What you need to do » Set out every line of all the records below as a Markdown table with the columns "Row" and "Line", numbering the rows and leaving out blank lines. Leave the pictures out of the table.

Material shown »
*****
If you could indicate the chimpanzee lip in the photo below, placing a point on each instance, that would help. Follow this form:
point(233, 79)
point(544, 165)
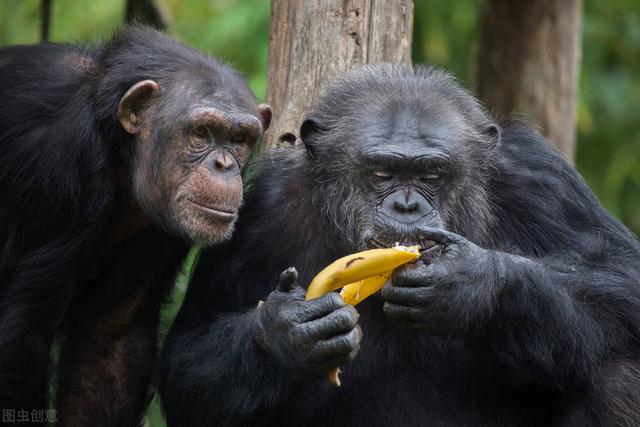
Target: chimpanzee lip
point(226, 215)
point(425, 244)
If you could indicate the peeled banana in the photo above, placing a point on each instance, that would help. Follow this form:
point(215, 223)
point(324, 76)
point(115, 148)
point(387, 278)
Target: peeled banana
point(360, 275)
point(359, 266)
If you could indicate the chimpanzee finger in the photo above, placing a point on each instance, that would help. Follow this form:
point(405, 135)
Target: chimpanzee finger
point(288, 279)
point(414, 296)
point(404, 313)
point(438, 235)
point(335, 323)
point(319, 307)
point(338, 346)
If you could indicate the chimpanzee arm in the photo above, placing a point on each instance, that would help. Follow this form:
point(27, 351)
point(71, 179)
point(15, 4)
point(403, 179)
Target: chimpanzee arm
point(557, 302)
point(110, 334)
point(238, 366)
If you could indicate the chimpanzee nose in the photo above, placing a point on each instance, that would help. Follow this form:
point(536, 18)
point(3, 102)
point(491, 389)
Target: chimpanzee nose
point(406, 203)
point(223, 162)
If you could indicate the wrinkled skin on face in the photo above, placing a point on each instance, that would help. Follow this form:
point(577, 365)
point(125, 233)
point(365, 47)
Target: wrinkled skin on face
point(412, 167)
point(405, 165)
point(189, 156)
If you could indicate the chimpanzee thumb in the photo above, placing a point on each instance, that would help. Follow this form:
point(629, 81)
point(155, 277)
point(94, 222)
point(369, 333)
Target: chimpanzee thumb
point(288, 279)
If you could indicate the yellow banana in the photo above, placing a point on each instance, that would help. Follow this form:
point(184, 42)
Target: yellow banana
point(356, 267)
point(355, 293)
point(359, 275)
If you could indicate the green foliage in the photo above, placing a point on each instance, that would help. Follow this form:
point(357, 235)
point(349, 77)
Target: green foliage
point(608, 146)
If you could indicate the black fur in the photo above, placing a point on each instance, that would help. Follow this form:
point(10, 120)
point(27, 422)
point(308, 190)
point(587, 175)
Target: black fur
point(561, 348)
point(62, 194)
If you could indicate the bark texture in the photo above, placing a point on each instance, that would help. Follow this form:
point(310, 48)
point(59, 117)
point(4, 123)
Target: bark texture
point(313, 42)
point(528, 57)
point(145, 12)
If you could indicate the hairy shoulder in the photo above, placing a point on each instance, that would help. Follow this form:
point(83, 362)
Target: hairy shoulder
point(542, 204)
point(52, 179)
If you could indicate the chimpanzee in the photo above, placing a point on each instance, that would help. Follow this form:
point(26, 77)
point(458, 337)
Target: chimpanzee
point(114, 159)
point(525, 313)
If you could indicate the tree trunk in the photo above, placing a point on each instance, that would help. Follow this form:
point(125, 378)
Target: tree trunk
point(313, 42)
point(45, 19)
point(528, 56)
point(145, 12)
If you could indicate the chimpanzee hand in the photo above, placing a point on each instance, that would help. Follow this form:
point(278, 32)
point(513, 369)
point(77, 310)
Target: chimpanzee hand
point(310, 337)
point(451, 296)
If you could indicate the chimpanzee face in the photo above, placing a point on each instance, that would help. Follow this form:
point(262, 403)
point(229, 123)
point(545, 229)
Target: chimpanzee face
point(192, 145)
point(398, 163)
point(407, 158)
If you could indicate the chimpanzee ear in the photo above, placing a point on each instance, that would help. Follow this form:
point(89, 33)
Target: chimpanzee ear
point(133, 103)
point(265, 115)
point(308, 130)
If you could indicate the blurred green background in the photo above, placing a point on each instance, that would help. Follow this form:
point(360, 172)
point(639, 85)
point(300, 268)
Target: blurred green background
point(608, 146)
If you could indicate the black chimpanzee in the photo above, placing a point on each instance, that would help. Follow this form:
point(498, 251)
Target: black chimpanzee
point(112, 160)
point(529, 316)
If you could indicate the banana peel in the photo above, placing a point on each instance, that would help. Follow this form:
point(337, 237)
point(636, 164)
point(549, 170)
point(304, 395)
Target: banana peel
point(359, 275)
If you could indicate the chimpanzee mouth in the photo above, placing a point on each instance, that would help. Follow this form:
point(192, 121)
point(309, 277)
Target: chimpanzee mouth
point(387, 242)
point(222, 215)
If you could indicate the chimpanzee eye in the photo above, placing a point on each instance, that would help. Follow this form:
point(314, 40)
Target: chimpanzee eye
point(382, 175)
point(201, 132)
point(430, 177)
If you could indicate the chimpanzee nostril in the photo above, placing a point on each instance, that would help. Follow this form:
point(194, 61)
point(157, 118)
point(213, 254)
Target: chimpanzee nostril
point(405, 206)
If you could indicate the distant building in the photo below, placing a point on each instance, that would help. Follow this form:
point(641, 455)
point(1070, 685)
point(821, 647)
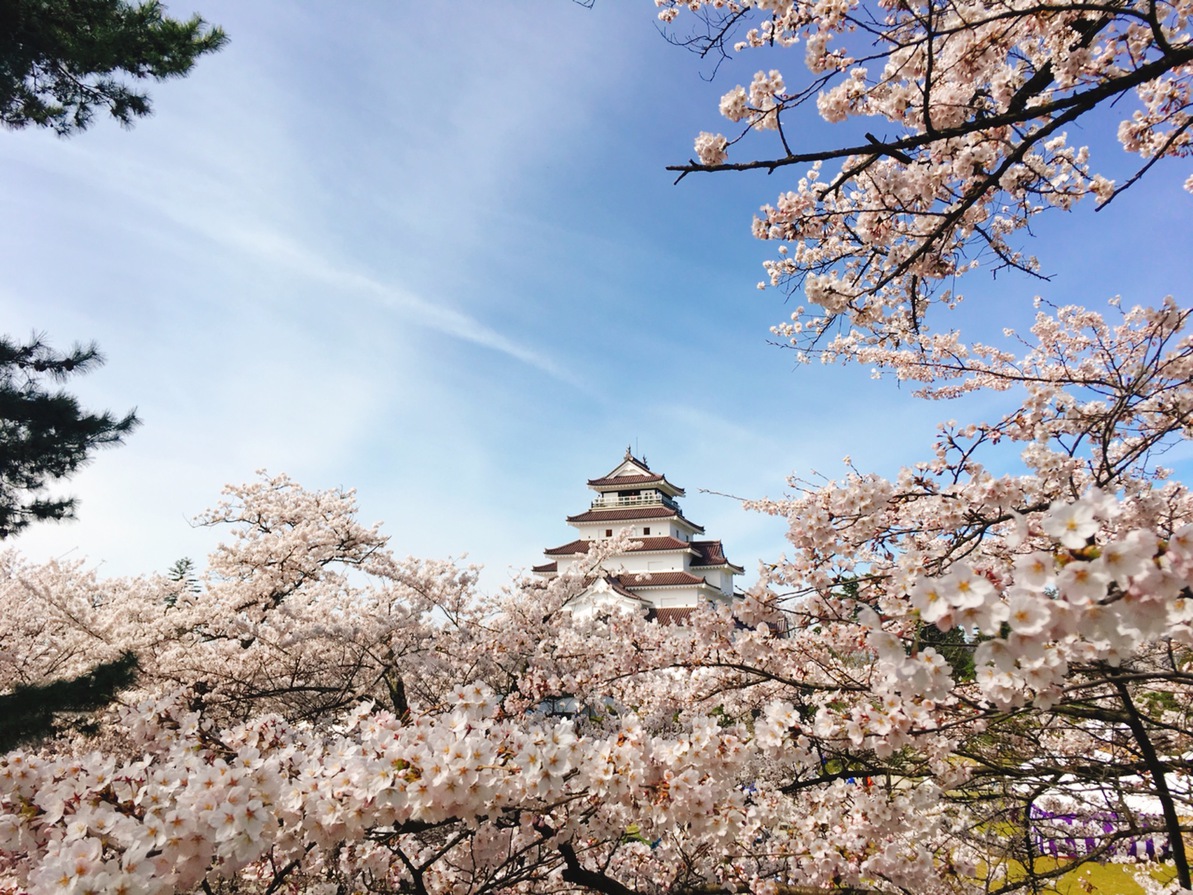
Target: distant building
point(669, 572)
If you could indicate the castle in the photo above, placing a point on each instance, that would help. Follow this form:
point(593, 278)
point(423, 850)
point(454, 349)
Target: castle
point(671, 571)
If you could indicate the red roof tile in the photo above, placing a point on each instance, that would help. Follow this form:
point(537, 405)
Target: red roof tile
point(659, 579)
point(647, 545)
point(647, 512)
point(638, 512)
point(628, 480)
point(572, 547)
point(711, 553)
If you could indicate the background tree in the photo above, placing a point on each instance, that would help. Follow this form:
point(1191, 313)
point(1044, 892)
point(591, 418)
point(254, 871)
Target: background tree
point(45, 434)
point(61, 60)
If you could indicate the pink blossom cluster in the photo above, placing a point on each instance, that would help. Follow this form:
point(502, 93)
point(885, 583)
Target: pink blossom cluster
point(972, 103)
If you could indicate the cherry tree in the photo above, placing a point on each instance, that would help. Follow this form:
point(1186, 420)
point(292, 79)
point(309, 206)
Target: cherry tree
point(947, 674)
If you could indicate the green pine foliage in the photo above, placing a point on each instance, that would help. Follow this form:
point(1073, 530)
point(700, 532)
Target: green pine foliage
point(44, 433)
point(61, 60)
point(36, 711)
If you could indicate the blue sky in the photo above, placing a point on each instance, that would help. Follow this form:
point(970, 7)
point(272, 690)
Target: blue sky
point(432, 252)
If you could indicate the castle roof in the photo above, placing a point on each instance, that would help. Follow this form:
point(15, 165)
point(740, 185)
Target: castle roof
*****
Output of the task »
| Row | Line |
|---|---|
| 1 | If you could indicate the chimpanzee lip in the photo below, placing a point on each instance, that would help. Follow this form: |
| 2 | point(233, 79) |
| 3 | point(544, 165) |
| 4 | Target: chimpanzee lip |
| 5 | point(226, 215) |
| 6 | point(425, 244) |
| 7 | If you could indicate the peeled banana in the photo above, placing a point on each instance, that would help. Follow this form: |
| 8 | point(215, 223) |
| 9 | point(324, 76) |
| 10 | point(115, 148) |
| 11 | point(387, 278) |
| 12 | Target: peeled banana |
| 13 | point(360, 275) |
| 14 | point(359, 266) |
| 15 | If you could indicate the chimpanzee finger in the photo above, placing a point on each instance, that would help. Follow this form: |
| 16 | point(405, 135) |
| 17 | Target: chimpanzee finger |
| 18 | point(288, 279) |
| 19 | point(414, 296) |
| 20 | point(404, 313) |
| 21 | point(438, 235) |
| 22 | point(335, 323) |
| 23 | point(319, 307) |
| 24 | point(338, 346) |
| 25 | If you could indicate the chimpanzee arm in the photo above, placing a point on each instance, that would help. Follow this form: |
| 26 | point(27, 351) |
| 27 | point(71, 179) |
| 28 | point(15, 4) |
| 29 | point(403, 179) |
| 30 | Target: chimpanzee arm |
| 31 | point(557, 302) |
| 32 | point(110, 334) |
| 33 | point(238, 366) |
| 34 | If you could indicate the chimpanzee nose in the photo above, placing a point on each instance, that would help. Follow this form: |
| 35 | point(536, 18) |
| 36 | point(3, 102) |
| 37 | point(491, 389) |
| 38 | Target: chimpanzee nose |
| 39 | point(406, 203) |
| 40 | point(223, 162) |
| 41 | If you could indicate the wrinkled skin on face in the photo above, placing a point on each instance, that would help. Follow this form: |
| 42 | point(577, 365) |
| 43 | point(125, 233) |
| 44 | point(365, 47) |
| 45 | Target: wrinkled skin on face |
| 46 | point(412, 167) |
| 47 | point(405, 165) |
| 48 | point(189, 156) |
| 49 | If you could indicate the chimpanzee thumb in the photo above, placing a point on each instance, that would help. Follow this form: |
| 50 | point(629, 81) |
| 51 | point(155, 277) |
| 52 | point(94, 222) |
| 53 | point(369, 333) |
| 54 | Target: chimpanzee thumb |
| 55 | point(288, 279) |
| 56 | If you could indicate the yellow banana in the photo above, placing a point on each instance, that would help. Follow this form: |
| 57 | point(184, 42) |
| 58 | Target: yellow banana |
| 59 | point(356, 267) |
| 60 | point(355, 293) |
| 61 | point(359, 275) |
| 62 | If you could indicate the green foliage in the photo above, placing a point on each instance, that would help. Follow this form: |
| 63 | point(357, 235) |
| 64 | point(349, 77) |
| 65 | Target: green foliage |
| 66 | point(608, 146) |
| 67 | If you could indicate the black fur in the photo above, placing a point on each instance, that would help. Follow this form: |
| 68 | point(10, 120) |
| 69 | point(27, 422) |
| 70 | point(308, 190) |
| 71 | point(587, 175) |
| 72 | Target: black fur |
| 73 | point(561, 348) |
| 74 | point(62, 194) |
| 75 | If you could indicate the bark texture in the photo above, placing a point on each instance, that would help. Follow this form: |
| 76 | point(310, 48) |
| 77 | point(59, 117) |
| 78 | point(4, 123) |
| 79 | Target: bark texture |
| 80 | point(313, 42) |
| 81 | point(528, 57) |
| 82 | point(145, 12) |
| 83 | If you could indicate the hairy shoulder in the photo above, placing a point on each instance, that would help. Follow this form: |
| 84 | point(83, 362) |
| 85 | Target: hairy shoulder |
| 86 | point(542, 204) |
| 87 | point(52, 179) |
| 88 | If you could indicate the chimpanzee in the photo above, placing a point on each instance, that would help. Follow this form: |
| 89 | point(26, 77) |
| 90 | point(458, 337) |
| 91 | Target: chimpanzee |
| 92 | point(114, 159) |
| 93 | point(525, 313) |
| 94 | If you could indicate the tree trunk in the photo above, placing a point on each instance, that would help. Follow this form: |
| 95 | point(125, 378) |
| 96 | Target: tree trunk |
| 97 | point(313, 42) |
| 98 | point(45, 19) |
| 99 | point(528, 56) |
| 100 | point(145, 12) |
| 101 | If you could indicate the chimpanzee hand in the photo above, placing a point on each instance, that would help. Follow this form: |
| 102 | point(278, 32) |
| 103 | point(513, 369) |
| 104 | point(77, 310) |
| 105 | Target: chimpanzee hand |
| 106 | point(310, 337) |
| 107 | point(451, 296) |
| 108 | If you could indicate the chimpanzee face in the photo above, placing a point on each instance, that would help. Follow this form: |
| 109 | point(262, 403) |
| 110 | point(229, 123) |
| 111 | point(545, 229) |
| 112 | Target: chimpanzee face |
| 113 | point(192, 145) |
| 114 | point(398, 163) |
| 115 | point(407, 158) |
| 116 | If you could indicate the chimpanzee ear in the photo above, placing a point on each instance, that would help. Follow this form: |
| 117 | point(89, 33) |
| 118 | Target: chimpanzee ear |
| 119 | point(133, 103) |
| 120 | point(265, 115) |
| 121 | point(308, 130) |
| 122 | If you could indicate the blurred green background in the photo above, placing a point on each instance, that would help. Follow this form: |
| 123 | point(360, 172) |
| 124 | point(639, 85) |
| 125 | point(300, 268) |
| 126 | Target: blurred green background |
| 127 | point(608, 146) |
| 128 | If you could indicate the black chimpanzee in the photo above, placing a point on each instance, that would help. Follow this form: |
| 129 | point(498, 251) |
| 130 | Target: black chimpanzee |
| 131 | point(112, 160) |
| 132 | point(529, 316) |
| 133 | If you could indicate the banana peel in the photo above, placing a point on each instance, that would help. Follow this form: |
| 134 | point(337, 237) |
| 135 | point(636, 164) |
| 136 | point(549, 170) |
| 137 | point(304, 395) |
| 138 | Target: banana peel |
| 139 | point(359, 275) |
| 140 | If you could indicate the chimpanzee mouth in the photo above, placing a point on each instance, that would help. Follow this form: |
| 141 | point(192, 121) |
| 142 | point(309, 277) |
| 143 | Target: chimpanzee mouth |
| 144 | point(387, 242) |
| 145 | point(222, 215) |
| 146 | If you could indicate the chimpanzee eye in the photo above, placing a point on each instance, that would help. Follow this form: |
| 147 | point(314, 40) |
| 148 | Target: chimpanzee eye |
| 149 | point(382, 175) |
| 150 | point(201, 132) |
| 151 | point(430, 177) |
| 152 | If you could indicate the chimpanzee nostril in the photo above, placing a point on each instance, that would help. Follow this form: |
| 153 | point(194, 61) |
| 154 | point(157, 118) |
| 155 | point(213, 254) |
| 156 | Target: chimpanzee nostril |
| 157 | point(405, 206) |
| 158 | If you could indicate the distant building in the photo below, placing a point on each instance, that would help. Follow this form: |
| 159 | point(641, 455) |
| 160 | point(1070, 685) |
| 161 | point(821, 647) |
| 162 | Target: distant building |
| 163 | point(669, 572) |
| 164 | If you could indicate the castle in the photo above, placing a point on each instance, that would help. Follow this form: |
| 165 | point(593, 278) |
| 166 | point(423, 850) |
| 167 | point(454, 349) |
| 168 | Target: castle |
| 169 | point(671, 571) |
| 170 | If you could indicate the red roof tile in the photo above, placing a point on each instance, that would help. Follow this form: |
| 171 | point(537, 405) |
| 172 | Target: red roof tile |
| 173 | point(659, 579) |
| 174 | point(647, 545) |
| 175 | point(647, 512) |
| 176 | point(638, 512) |
| 177 | point(628, 480) |
| 178 | point(572, 547) |
| 179 | point(711, 553) |
| 180 | If you could indicate the background tree in the photo above, placing a point on each instance, that would help. Follow this form: |
| 181 | point(1191, 313) |
| 182 | point(1044, 892) |
| 183 | point(591, 418) |
| 184 | point(254, 871) |
| 185 | Target: background tree |
| 186 | point(45, 434) |
| 187 | point(61, 60) |
| 188 | If you could indicate the pink blossom cluster in the photo above, placing a point on each instance, that would help. Follow this form: |
| 189 | point(502, 93) |
| 190 | point(885, 583) |
| 191 | Target: pink blossom cluster |
| 192 | point(972, 103) |
| 193 | If you could indicate the cherry tree in the photo above, placing a point on each instance, that would help. Follow this form: |
| 194 | point(1186, 420) |
| 195 | point(292, 79) |
| 196 | point(309, 206) |
| 197 | Target: cherry tree |
| 198 | point(947, 674) |
| 199 | If you could indicate the green pine foliage in the photo above, placing a point on each instance, that would help. Follow this form: |
| 200 | point(1073, 530) |
| 201 | point(700, 532) |
| 202 | Target: green pine foliage |
| 203 | point(44, 433) |
| 204 | point(61, 60) |
| 205 | point(36, 711) |
| 206 | If you could indicate the blue sky in the photo above, placing a point on each instance, that would help. Follow this form: |
| 207 | point(970, 7) |
| 208 | point(272, 690) |
| 209 | Target: blue sky |
| 210 | point(432, 252) |
| 211 | If you could indicate the castle roof in the photo above, placing a point on each instance, that would help. Follow this form: |
| 212 | point(15, 165) |
| 213 | point(740, 185) |
| 214 | Target: castle roof |